Stored data entries:
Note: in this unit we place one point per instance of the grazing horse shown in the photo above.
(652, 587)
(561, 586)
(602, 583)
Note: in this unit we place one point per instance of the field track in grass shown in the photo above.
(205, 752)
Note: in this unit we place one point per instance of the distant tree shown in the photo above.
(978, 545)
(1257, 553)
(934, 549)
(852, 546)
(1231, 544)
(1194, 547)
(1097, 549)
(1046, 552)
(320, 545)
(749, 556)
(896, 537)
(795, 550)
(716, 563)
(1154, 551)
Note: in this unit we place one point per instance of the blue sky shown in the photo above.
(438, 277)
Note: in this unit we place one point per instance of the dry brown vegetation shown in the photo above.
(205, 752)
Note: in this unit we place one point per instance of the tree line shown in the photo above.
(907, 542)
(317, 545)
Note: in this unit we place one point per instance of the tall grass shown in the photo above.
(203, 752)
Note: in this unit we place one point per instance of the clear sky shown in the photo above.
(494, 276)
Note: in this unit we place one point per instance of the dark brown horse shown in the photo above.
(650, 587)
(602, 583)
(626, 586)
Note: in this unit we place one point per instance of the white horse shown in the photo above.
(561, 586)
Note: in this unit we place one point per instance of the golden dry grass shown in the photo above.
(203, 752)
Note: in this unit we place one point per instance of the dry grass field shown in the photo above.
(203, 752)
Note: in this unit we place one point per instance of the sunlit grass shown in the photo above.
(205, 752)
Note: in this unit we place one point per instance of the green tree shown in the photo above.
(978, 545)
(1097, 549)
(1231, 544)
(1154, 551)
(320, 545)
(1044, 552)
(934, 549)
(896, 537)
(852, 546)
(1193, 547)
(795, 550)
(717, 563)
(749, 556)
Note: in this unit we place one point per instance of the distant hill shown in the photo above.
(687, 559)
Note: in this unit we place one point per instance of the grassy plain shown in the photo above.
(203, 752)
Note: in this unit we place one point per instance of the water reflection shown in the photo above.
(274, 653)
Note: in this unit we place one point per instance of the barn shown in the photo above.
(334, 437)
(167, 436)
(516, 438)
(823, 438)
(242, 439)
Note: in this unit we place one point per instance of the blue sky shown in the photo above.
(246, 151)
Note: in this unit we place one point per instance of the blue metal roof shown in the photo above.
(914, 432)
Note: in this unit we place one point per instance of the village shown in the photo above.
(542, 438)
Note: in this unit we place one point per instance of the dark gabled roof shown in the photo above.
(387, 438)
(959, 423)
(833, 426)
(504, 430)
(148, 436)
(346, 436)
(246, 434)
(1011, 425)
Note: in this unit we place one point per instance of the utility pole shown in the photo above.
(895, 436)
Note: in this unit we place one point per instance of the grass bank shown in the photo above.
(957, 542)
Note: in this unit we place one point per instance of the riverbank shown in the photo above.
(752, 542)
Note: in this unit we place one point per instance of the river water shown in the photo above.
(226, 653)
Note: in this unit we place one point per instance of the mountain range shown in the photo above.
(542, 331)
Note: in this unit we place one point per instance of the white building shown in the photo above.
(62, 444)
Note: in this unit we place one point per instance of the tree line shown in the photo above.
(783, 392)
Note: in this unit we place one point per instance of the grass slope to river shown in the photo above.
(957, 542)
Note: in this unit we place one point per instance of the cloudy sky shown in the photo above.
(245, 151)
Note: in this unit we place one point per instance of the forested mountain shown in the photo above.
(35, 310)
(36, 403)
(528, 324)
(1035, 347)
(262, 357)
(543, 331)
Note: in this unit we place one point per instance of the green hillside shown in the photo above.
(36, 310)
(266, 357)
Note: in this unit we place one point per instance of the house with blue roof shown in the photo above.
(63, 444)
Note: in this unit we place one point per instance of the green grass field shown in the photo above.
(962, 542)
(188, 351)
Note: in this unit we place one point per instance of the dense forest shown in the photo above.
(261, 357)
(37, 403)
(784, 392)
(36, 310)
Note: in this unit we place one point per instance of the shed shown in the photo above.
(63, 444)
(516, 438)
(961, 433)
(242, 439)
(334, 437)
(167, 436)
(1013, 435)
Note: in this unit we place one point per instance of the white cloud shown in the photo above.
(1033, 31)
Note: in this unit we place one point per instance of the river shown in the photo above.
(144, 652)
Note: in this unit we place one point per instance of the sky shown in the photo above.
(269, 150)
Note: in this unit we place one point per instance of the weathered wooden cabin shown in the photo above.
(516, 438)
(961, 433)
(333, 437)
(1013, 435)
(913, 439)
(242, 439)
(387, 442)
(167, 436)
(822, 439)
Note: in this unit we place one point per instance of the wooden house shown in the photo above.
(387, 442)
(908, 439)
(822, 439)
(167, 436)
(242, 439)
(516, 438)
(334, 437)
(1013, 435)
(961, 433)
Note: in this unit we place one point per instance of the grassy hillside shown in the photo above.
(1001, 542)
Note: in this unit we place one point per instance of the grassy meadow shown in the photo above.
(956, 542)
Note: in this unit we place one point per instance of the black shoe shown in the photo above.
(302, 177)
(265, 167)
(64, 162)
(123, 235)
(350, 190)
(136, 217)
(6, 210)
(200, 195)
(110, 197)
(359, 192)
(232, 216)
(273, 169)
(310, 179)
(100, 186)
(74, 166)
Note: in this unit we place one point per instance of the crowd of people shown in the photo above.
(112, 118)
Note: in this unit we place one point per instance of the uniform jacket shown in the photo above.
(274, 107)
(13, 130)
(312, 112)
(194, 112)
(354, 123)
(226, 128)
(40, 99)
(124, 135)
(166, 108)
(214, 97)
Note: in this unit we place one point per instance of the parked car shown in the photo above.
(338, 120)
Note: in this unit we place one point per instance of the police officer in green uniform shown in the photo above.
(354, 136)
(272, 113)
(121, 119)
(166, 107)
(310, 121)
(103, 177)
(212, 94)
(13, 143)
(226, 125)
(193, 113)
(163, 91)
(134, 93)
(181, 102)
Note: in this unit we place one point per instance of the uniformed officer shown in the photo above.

■ Work instruction ■
Restate the records exactly. Leave nothing out.

■ Output for this exercise ■
Note: in this unit we place one point per instance of the grazing horse shown in the photo above.
(652, 587)
(561, 586)
(602, 583)
Note: in this unit we place one point per instance of the field track in grass shown in the photo above.
(205, 752)
Note: in this unit we place one point per instance of the distant tree shown in the photo above.
(978, 545)
(1257, 553)
(934, 549)
(852, 546)
(1231, 544)
(1194, 547)
(1097, 549)
(1046, 552)
(320, 545)
(749, 556)
(896, 537)
(795, 550)
(716, 563)
(1154, 551)
Note: in this unit we place one point per instance of the blue sky shown in the photo above.
(438, 277)
Note: in this unit we place one point per instance of the dry brown vegetation shown in the photo above.
(205, 752)
Note: in this unit we place one point per instance of the tree line shown in the photo above.
(907, 542)
(317, 545)
Note: in this unit we place one point per instance of the tall grass shown in the photo above.
(203, 752)
Note: in this unit we place one point per instance of the clear sky shown in the photo above.
(494, 276)
Note: in this unit we place one point per instance of the dark brown horse shown in the photo above.
(650, 587)
(602, 583)
(626, 586)
Note: in this unit we place one point per instance of the white horse shown in the photo above.
(561, 586)
Note: in this unit we place one point per instance of the golden dry grass shown in the photo above.
(203, 752)
Note: in this unit we place one point per instance of the dry grass field shown in the photo above.
(203, 752)
Note: in this unit we place one point per instance of the sunlit grass shown in the photo above.
(205, 752)
Note: in this unit we place one point per instance of the green tree shown in the photo above.
(978, 545)
(1097, 549)
(1231, 544)
(1154, 551)
(320, 545)
(1044, 552)
(934, 549)
(896, 537)
(852, 546)
(1193, 547)
(795, 550)
(717, 563)
(749, 556)
Note: in this unit we place one point per instance of the distant hill shown in the photo above.
(687, 559)
Note: in this unit we place one point per instance of the grassy plain shown in the photo above.
(203, 752)
Note: in this unit we place one point per instance of the water reflection shown in the photo above.
(274, 653)
Note: in this unit we place one point per instance of the barn shown in the photo above.
(334, 437)
(167, 436)
(516, 438)
(823, 438)
(242, 439)
Note: in this unit we place one point per instance of the blue sky shown in the photo above.
(246, 151)
Note: in this unit we place one point per instance of the blue metal roof shown in the photo above.
(914, 432)
Note: in this unit we place one point per instance of the village shown in the photo above.
(542, 438)
Note: in this unit we place one point per instance of the dark gabled roof shown in the photo above.
(387, 438)
(959, 423)
(833, 426)
(504, 430)
(148, 436)
(346, 436)
(246, 434)
(1011, 425)
Note: in this unit we place one point per instance of the utility pole shown in the photo above.
(895, 436)
Note: in this unit we place one point per instance of the grass bank shown in the photo above.
(957, 542)
Note: in this unit we place one point per instance of the riverbank shown in the photo above.
(752, 542)
Note: in this unit we place one point per instance of the river water shown in the photo above.
(226, 653)
Note: in this unit we place one point per instance of the mountain range shown in the photo above.
(542, 331)
Note: in this unit we place one point per instance of the white building shown in the photo above.
(62, 444)
Note: in this unit we place one point per instance of the tree line shown in the photo above.
(783, 392)
Note: in this unit we place one point per instance of the grass slope to river shown in the photo above.
(957, 542)
Note: in this unit we place one point per instance of the cloudy sky shown in the photo above.
(245, 151)
Note: in this unit we place one point per instance of the forested mountain shown in the photo above.
(35, 310)
(36, 403)
(528, 324)
(1035, 347)
(262, 357)
(543, 331)
Note: in this unit we place one point per instance of the green hillside shown in the photo above.
(36, 310)
(266, 357)
Note: in this unit we place one point per instance of the house with blue roof shown in the photo above.
(63, 444)
Note: in this unit we place one point per instance of the green grass field shown in the photo above.
(962, 542)
(188, 351)
Note: in this unit we place one point per instance of the dense forest shown in the photo above.
(261, 357)
(37, 403)
(784, 392)
(36, 310)
Note: in this unit we place one point per instance of the shed shown in the photo above.
(63, 444)
(516, 438)
(961, 433)
(242, 439)
(334, 437)
(167, 436)
(1013, 435)
Note: in this unit we place one point per instance of the white cloud shown in the photo above.
(1033, 31)
Note: in this unit we place one point per instance of the river shown in the photo above.
(144, 652)
Note: in this unit we place one point per instance of the sky shown in the photo above.
(269, 150)
Note: in this unit we place one point per instance of the weathered wooden cabin shown in the photo above.
(516, 438)
(961, 433)
(333, 437)
(1013, 435)
(913, 439)
(242, 439)
(387, 442)
(167, 436)
(822, 439)
Note: in this unit we place one point per instance of the wooden house shown in the photo above.
(387, 442)
(908, 439)
(822, 439)
(167, 436)
(242, 439)
(516, 438)
(334, 437)
(1013, 435)
(961, 433)
Note: in this unit we place one point per instance of the grassy hillside shown in the photo above.
(1001, 542)
Note: in this unit we place one point per instance of the grassy meadow shown in the photo above.
(956, 542)
Note: in this unit we place one point per instance of the black shoe shown in the photo above.
(302, 177)
(265, 167)
(64, 162)
(123, 235)
(350, 190)
(136, 217)
(6, 210)
(200, 195)
(110, 197)
(359, 192)
(232, 216)
(273, 169)
(310, 179)
(100, 186)
(74, 166)
Note: in this unit we place one point per instance of the crowd of people shown in the photo above.
(112, 118)
Note: in this unit we place one point per instance of the uniform jacket shown in the photo above.
(274, 107)
(13, 130)
(312, 112)
(194, 112)
(354, 123)
(226, 128)
(40, 99)
(124, 135)
(166, 108)
(214, 97)
Note: in this unit we place one point per instance of the parked car shown in the photo above.
(338, 120)
Note: in this unit we place one point per instance of the police officer in green uniform shown in the photo above.
(354, 136)
(272, 113)
(121, 119)
(166, 107)
(310, 121)
(103, 177)
(212, 94)
(13, 143)
(226, 125)
(193, 113)
(163, 91)
(134, 93)
(181, 102)
Note: in this unit we place one point per instance of the uniformed officer shown in the photo above.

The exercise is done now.